** Data follows **
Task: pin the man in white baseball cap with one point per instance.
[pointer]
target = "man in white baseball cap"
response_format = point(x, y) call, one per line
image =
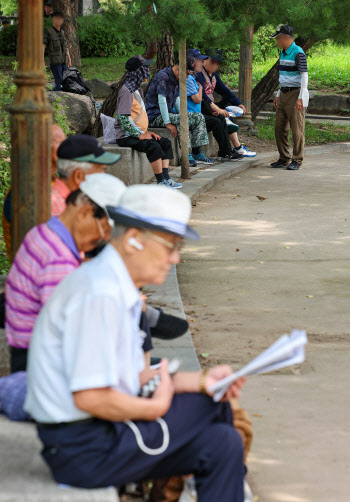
** End of Data **
→ **Your task**:
Wherever the string "baseball" appears in the entries above, list that line.

→ **Solved exercise**:
Task: pin the man in white baseball cap with one point per instance.
target = "man in white baseball cap"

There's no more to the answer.